» **TASK DETAILS**
Rescale the part of the listing that begins with the line containing "of the house" and runs through the end of the listing, reproducing only those lines, the request included. Multiply every coordinate in the answers by 1.5 and round each result to a whole number, with halves rounded up.

» **GIVEN RECORDS**
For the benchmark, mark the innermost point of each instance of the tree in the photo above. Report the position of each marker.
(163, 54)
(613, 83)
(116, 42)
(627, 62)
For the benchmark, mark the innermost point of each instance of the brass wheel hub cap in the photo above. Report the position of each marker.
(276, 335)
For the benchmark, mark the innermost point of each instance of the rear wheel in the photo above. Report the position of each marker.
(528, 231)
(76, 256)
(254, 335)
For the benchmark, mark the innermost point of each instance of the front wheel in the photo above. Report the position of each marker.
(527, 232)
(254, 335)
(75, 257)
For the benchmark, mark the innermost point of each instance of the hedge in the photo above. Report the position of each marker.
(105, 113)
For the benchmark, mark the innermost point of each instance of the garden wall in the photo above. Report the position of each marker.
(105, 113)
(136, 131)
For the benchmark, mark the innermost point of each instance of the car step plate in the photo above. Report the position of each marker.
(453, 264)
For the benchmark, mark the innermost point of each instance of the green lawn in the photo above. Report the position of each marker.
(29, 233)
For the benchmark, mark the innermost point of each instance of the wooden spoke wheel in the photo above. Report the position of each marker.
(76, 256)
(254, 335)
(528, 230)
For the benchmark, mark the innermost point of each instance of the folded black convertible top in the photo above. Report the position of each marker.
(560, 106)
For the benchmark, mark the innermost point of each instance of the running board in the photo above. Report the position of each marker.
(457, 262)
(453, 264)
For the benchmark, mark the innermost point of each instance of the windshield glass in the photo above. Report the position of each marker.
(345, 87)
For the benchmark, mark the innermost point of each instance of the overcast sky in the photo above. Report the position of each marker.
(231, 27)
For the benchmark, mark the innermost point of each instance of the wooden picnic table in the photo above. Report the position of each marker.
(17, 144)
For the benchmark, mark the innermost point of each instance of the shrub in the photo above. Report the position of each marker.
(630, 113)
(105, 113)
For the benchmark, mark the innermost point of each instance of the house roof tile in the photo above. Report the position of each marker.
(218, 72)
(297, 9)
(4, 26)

» **THE COMPLETED TASK**
For the benchmark, mark the innermost point of each instance of the house roof tile in the photo above. Report the position of each marker.
(327, 108)
(446, 14)
(6, 39)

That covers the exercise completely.